Exercise description: Express each of the rows below as a string in a JSON list, one string per line, leaving out any blank lines.

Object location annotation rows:
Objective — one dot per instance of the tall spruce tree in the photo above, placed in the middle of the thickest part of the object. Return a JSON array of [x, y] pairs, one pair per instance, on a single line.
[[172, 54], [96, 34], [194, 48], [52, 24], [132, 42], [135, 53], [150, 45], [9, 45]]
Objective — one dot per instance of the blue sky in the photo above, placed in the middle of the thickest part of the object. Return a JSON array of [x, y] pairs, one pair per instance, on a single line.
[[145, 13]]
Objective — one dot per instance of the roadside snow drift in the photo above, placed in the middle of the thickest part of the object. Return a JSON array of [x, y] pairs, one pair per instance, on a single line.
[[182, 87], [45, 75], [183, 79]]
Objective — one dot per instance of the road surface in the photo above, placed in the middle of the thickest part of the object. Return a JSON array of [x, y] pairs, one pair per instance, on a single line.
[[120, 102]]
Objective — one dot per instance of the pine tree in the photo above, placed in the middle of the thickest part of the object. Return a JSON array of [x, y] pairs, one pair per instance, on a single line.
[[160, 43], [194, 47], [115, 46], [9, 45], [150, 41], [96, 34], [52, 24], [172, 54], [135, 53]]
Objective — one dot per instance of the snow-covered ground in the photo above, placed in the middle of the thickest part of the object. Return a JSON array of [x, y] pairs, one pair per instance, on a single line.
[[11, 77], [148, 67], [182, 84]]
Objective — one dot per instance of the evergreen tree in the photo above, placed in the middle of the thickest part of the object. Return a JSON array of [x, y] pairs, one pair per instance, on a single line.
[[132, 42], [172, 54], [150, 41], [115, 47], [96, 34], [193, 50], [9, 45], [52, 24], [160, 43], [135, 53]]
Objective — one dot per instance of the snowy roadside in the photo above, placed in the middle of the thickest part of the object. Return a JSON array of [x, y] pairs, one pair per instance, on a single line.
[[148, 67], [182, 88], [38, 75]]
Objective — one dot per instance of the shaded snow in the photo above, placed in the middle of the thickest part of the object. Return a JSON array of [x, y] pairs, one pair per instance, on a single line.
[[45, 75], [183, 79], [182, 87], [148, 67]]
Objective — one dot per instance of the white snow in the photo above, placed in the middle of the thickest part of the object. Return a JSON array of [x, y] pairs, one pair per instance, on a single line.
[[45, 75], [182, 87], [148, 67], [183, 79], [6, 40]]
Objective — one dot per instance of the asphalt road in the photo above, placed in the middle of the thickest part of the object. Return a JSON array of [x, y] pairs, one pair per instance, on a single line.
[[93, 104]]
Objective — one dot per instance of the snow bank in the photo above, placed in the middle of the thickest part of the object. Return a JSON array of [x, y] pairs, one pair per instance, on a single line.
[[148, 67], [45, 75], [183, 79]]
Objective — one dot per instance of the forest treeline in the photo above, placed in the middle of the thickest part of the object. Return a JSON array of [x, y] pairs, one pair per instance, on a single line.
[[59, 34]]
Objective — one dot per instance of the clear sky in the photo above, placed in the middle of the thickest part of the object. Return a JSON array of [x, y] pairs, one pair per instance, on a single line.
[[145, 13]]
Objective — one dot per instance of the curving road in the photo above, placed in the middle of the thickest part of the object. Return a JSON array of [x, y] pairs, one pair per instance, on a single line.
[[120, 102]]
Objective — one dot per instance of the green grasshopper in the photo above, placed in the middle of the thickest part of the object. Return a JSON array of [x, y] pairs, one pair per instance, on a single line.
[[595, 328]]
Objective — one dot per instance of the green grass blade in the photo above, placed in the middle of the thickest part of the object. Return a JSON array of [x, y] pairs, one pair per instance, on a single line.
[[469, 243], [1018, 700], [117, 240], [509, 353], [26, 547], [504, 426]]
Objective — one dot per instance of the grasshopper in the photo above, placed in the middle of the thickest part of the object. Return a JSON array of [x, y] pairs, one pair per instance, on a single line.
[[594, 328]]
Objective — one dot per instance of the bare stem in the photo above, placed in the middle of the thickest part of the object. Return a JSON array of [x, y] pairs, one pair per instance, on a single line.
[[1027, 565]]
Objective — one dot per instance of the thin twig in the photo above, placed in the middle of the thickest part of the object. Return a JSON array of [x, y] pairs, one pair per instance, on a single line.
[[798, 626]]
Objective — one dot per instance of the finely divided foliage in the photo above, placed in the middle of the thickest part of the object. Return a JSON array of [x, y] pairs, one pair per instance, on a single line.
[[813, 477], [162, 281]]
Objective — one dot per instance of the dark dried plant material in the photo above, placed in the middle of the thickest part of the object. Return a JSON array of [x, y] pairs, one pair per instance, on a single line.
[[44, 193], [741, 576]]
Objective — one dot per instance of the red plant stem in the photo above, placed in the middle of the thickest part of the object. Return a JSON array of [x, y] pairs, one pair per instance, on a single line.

The result:
[
  "Objective — one dot per instance of the tall spruce tree in the photo above, placed in the middle of the thickest part of the object. Return a JSON array of [x, y] pairs, one pair per instance, on a single line.",
  "[[172, 54], [96, 34], [194, 48], [52, 24], [132, 42], [135, 53], [150, 45], [9, 45]]",
  "Objective — one dot per instance of the blue sky in the photo above, placed in the middle of the thickest part of the object. Return a JSON array of [x, y] pairs, one pair per instance, on a single line.",
  "[[145, 13]]",
  "Objective — one dot per instance of the roadside snow drift in the photo above, placed in the middle of the thickest part of the object. Return a JSON array of [x, y] pairs, one pair per instance, on a single line.",
  "[[182, 87], [45, 75], [183, 79]]",
  "Objective — one dot per instance of the road surface in the photo above, placed in the middle of the thickest part of the object. Return a JSON array of [x, y] pairs, one pair per instance, on a single line.",
  "[[120, 102]]",
  "Objective — one dot per instance of the pine tree in the photo above, placed in the middle of the thickest part of the object. Return a JSON array of [x, y] pairs, one pair per instance, on a single line.",
  "[[160, 43], [194, 47], [115, 46], [9, 45], [150, 41], [96, 34], [52, 24], [172, 54], [135, 53]]",
  "Objective — one dot per instance of the snow-covered ground in the photo above, placed in the middle of the thickest part of the object. Return a JSON array of [x, y] pairs, one pair per instance, on a single line.",
  "[[11, 77], [148, 67], [182, 84]]",
  "Objective — one dot per instance of the evergreen tree in the photo above, placed in the middle of the thickest part of the object. Return a JSON array of [x, y] pairs, one pair per instance, on a single line.",
  "[[132, 42], [172, 54], [150, 41], [115, 47], [96, 34], [193, 50], [9, 45], [52, 24], [160, 43], [135, 53]]",
  "Objective — one dot per instance of the snowy roadside in the photo above, placed in the middle of the thickest part of the object. Return a JSON array of [x, y] pairs, one pair per instance, on a single line.",
  "[[148, 67], [182, 88], [38, 75]]",
  "Objective — one dot per instance of the shaded snow in the photo above, placed in the middle of the thickest part of the object. Return a JSON array of [x, y] pairs, one pair per instance, on a single line.",
  "[[45, 75], [183, 79], [182, 87], [148, 67]]",
  "Objective — one dot per instance of the white snow in the photo above, placed in the middle of the thickest part of the object. Return a JSON array of [x, y] pairs, one pair per instance, on a single line.",
  "[[45, 75], [182, 87], [148, 67], [183, 79], [6, 40]]",
  "Objective — one dot per instance of the asphalt road in the photo above, placed in the middle of the thickest part of the object. Return a JSON array of [x, y] pairs, one pair per instance, on a single line.",
  "[[93, 104]]",
  "Objective — one dot per instance of the snow bank in the photo above, placed in the middle of the thickest part of the object. Return a JSON array of [x, y] pairs, one pair per instance, on a single line.",
  "[[148, 67], [45, 75], [183, 79]]",
  "Objective — one dot per instance of the forest treeline in the photo above, placed in the middle of the thickest part of the object. Return a JSON array of [x, y] pairs, one pair per instance, on a single line.",
  "[[59, 34]]",
  "Objective — one dot per instance of the clear sky in the photo above, placed in the middle of the thickest part of the object. Return a JSON array of [x, y] pairs, one pair per instance, on a single line.",
  "[[145, 13]]",
  "Objective — one dot per instance of the curving road in the photo above, placed in the middle of the thickest part of the object. Return a JSON array of [x, y] pairs, one pair per instance, on a single line.",
  "[[120, 102]]",
  "Objective — one dot per instance of the green grasshopper in the photo above, placed in the middle of the thickest part of the object. Return a JSON array of [x, y] pairs, one pair per instance, on a single line.",
  "[[595, 328]]",
  "Objective — one dot per instance of the green grass blade in the photo above, placed in the middle of the thickest part of the object. Return a JSON array of [x, y] pairs, one pair per instance, on a single line.",
  "[[469, 243], [1018, 700], [117, 240], [509, 353], [26, 547], [504, 426]]",
  "Objective — one dot per instance of the grasshopper in the photo above, placed in the middle of the thickest part of the object. Return a JSON array of [x, y] pairs, one pair per instance, on a single line.",
  "[[594, 328]]",
  "Objective — one dot per instance of the bare stem in the photo above, placed in the middle of the thickest part of the object. Return a JSON array of [x, y] pairs, one pair per instance, on a single line.",
  "[[1027, 565]]",
  "Objective — one dot per instance of the thin twig in the photo above, placed in the middle of the thickest part of the object. Return a JSON array of [x, y] pairs, one pair per instance, on a single line.",
  "[[798, 626]]",
  "Objective — one dot per instance of the finely divided foliage in the photo above, placed in the middle of the thickest part of the object. Return a JSON array of [x, y] pairs, one pair per instance, on a single line.",
  "[[813, 477], [162, 281]]",
  "Objective — one dot per instance of the dark dried plant material in the photo above, placed in the middle of the thickest part of the object. Return a JSON array of [x, y] pairs, one pair per instance, on a single line.",
  "[[44, 193], [741, 576]]",
  "Objective — one dot per instance of the red plant stem in the photo above, placed in the middle of the thickest part of the object. Return a JSON array of [x, y] pairs, one pair per instance, on a single line."
]